----- Entries provided -----

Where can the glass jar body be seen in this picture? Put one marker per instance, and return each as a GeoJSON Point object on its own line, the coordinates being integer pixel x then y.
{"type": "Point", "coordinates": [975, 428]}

-----
----- Entries provided -----

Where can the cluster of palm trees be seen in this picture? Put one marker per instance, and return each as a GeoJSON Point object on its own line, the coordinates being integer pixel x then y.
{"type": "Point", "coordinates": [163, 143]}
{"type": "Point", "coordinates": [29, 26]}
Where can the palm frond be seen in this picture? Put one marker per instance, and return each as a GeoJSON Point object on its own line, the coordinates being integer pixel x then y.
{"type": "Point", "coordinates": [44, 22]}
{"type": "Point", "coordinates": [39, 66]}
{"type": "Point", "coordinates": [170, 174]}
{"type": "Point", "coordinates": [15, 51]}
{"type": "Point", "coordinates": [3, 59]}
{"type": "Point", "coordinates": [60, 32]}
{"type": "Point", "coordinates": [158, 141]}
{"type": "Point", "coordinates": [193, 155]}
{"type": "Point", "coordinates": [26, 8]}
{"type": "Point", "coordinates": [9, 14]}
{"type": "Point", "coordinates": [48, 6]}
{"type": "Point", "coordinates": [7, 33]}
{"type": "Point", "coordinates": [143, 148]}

-----

◆ Given task: Gather every row above that contains the word "pixel" and copy each one out in full.

◆ Final result:
Where can the glass jar body be seen in this picture? Put one marker per instance, and return each as a GeoJSON Point object on its own line, the coordinates being integer pixel x then y.
Where can the cluster of palm trees be seen in this picture? Put one marker per instance, and return each as a GeoJSON Point object on its own line, the coordinates being integer pixel x then y.
Where can the palm frond be seen in this picture? Put one marker per instance, and return each as a GeoJSON Point object on its own line, the coordinates being integer pixel x then y.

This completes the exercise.